▸ **Dataset excerpts on object pointing**:

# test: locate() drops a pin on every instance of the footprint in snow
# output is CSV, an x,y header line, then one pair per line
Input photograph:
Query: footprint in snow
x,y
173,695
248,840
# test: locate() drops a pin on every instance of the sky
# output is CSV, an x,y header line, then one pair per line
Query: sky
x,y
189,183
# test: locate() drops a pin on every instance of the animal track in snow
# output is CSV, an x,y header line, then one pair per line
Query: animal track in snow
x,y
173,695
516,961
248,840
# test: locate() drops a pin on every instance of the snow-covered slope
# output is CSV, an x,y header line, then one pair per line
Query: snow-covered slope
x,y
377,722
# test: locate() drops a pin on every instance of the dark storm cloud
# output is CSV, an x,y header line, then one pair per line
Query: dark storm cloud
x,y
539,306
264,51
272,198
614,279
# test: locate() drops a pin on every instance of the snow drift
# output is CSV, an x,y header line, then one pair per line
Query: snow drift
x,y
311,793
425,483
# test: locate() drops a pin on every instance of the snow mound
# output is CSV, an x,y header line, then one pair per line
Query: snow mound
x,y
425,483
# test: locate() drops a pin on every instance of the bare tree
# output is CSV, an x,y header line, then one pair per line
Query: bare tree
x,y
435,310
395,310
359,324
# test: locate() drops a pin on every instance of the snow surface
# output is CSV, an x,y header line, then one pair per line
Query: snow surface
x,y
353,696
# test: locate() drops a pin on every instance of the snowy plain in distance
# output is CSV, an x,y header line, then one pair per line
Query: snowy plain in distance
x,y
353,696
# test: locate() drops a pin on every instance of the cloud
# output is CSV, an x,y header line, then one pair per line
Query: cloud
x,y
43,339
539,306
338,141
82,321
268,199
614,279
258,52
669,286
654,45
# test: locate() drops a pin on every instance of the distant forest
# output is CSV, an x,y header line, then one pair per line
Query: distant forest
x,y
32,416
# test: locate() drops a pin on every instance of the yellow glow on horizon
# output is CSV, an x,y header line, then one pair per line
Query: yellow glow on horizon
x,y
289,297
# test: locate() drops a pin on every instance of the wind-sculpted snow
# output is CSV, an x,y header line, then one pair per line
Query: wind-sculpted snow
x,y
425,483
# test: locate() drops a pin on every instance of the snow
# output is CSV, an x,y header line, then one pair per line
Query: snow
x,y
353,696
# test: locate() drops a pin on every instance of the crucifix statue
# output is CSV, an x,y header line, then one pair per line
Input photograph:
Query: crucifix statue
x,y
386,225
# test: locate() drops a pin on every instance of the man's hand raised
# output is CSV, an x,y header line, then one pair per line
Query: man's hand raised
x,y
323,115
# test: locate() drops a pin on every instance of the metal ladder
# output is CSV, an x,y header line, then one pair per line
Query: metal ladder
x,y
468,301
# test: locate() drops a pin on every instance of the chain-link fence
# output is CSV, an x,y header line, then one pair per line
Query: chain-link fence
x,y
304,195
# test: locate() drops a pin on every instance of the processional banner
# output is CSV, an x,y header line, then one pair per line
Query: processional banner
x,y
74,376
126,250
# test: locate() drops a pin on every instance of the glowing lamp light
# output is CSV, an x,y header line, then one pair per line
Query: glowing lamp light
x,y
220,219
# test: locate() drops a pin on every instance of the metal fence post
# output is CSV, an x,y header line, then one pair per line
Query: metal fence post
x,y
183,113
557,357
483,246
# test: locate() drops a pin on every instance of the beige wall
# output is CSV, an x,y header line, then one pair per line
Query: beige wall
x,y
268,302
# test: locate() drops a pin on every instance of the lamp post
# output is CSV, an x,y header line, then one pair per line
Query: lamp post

▸ **Given instruction**: Copy out the whole listing exactly; please set it all down.

▸ **Completed task**:
# test: locate() drops a pin on every instance of the footprint in snow
# output is CSV, an x,y header line, then one pair per line
Input photograph:
Query: footprint in snow
x,y
173,695
248,840
# test: locate() drops a pin on every instance of the sky
# output is CSV, an x,y header line, then one pair per line
Query: sky
x,y
189,183
# test: locate() drops a pin on every instance of the animal track in snow
# output is CSV, an x,y header line, then one pair per line
Query: animal track in snow
x,y
173,695
516,961
248,840
# test: locate() drops a pin on every instance of the snow-covered slope
# output is CSV, an x,y header line, then one pair per line
Query: snow-covered slope
x,y
377,722
# test: locate() drops a pin on every instance of the dark storm cloud
# output is CSV, an x,y header line, then one pair per line
Query: dark storm cloud
x,y
539,306
264,51
272,198
614,279
# test: locate() drops a pin on every instance of the snow drift
# output is CSV, an x,y header line, then one pair per line
Query: snow drift
x,y
311,793
425,483
# test: locate() drops a pin on every instance of the snow mound
# output is CSV, an x,y header line, then one pair per line
Query: snow mound
x,y
425,483
# test: locate() drops a pin on every instance of the bare tree
# output is CSV, an x,y header line, then one pair per line
Query: bare tree
x,y
435,310
395,310
359,324
# test: locate() drops a pin on every instance of the snow surface
# output is CSV, an x,y header line, then one pair per line
Query: snow surface
x,y
353,696
# test: locate() drops a pin on every instance of the snowy plain in distance
# output is CSV, an x,y header line, then one pair per line
Query: snowy plain in distance
x,y
353,696
# test: locate() drops a pin on every instance of the cloud
# output is CSV, an x,y header line, then one pair per line
Query: cloud
x,y
43,339
539,306
338,141
82,321
268,199
614,279
258,52
669,286
654,45
# test: locate() drops a pin on every instance of the distant forest
# output is CSV, an x,y header line, then one pair per line
Query: distant forest
x,y
32,416
# test: locate() drops a pin on every instance of the yellow glow on horizon
# output is CSV, an x,y header line, then one pair per line
Query: yellow glow on horizon
x,y
289,297
# test: locate() drops a pin on every instance of the wind-sculpted snow
# output is CSV, an x,y header line, then one pair per line
Query: wind-sculpted snow
x,y
425,483
# test: locate() drops a pin on every instance of the snow
# output is CSV, an x,y header line, then one pair per line
Query: snow
x,y
353,696
# test: locate() drops a pin on every instance of the crucifix statue
# output is CSV, an x,y header line, then one pair per line
Input photograph:
Query: crucifix statue
x,y
386,225
# test: locate() drops a pin on every instance of the man's hand raised
# output is CSV, an x,y header line, then one pair per line
Query: man's hand raised
x,y
323,115
# test: locate() drops a pin on every instance of the metal ladder
# output is CSV, an x,y header line, then one pair per line
Query: metal ladder
x,y
468,301
# test: locate() drops a pin on every instance of the chain-link fence
# output is CSV, an x,y header line, then one pair per line
Query: chain-link fence
x,y
304,195
# test: locate() drops a pin on every instance of the processional banner
# output is CSV, an x,y header line, then one pair per line
Query: processional banner
x,y
74,376
126,250
# test: locate() drops a pin on every instance of the glowing lamp light
# output is CSV, an x,y header line, then one pair per line
Query: glowing lamp light
x,y
220,219
# test: locate() drops a pin on every instance of the metal fence post
# output is CSV, an x,y header line, then one pair per line
Query: metal fence post
x,y
183,113
557,357
483,246
# test: locate() drops a pin on every instance of the beige wall
# output is CSV, an x,y header line, then one pair per line
Query: beige wall
x,y
268,302
# test: locate() drops a pin on every instance of the lamp post
# output is CSV, an x,y header line, then one pair per line
Query: lamp post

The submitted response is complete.